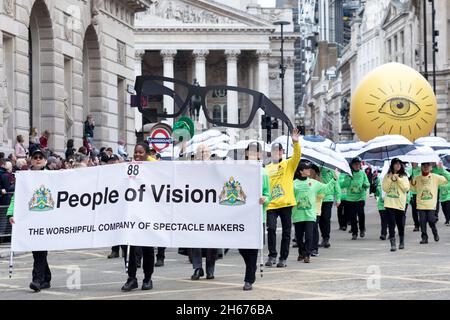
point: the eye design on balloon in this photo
(400, 108)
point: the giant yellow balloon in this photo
(393, 99)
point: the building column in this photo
(232, 96)
(168, 56)
(200, 75)
(263, 81)
(139, 55)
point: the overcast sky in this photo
(267, 3)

########################################

Prompt ▸ Repeat the material above in full and exactly, omitting the pictures.

Answer to this task ▸
point: the eye design on balloon in this photo
(400, 108)
point: the giant yellow balloon in this photo
(393, 99)
point: the building column in this photo
(232, 96)
(168, 56)
(200, 75)
(263, 81)
(139, 55)
point: the overcast sky in this photo
(267, 3)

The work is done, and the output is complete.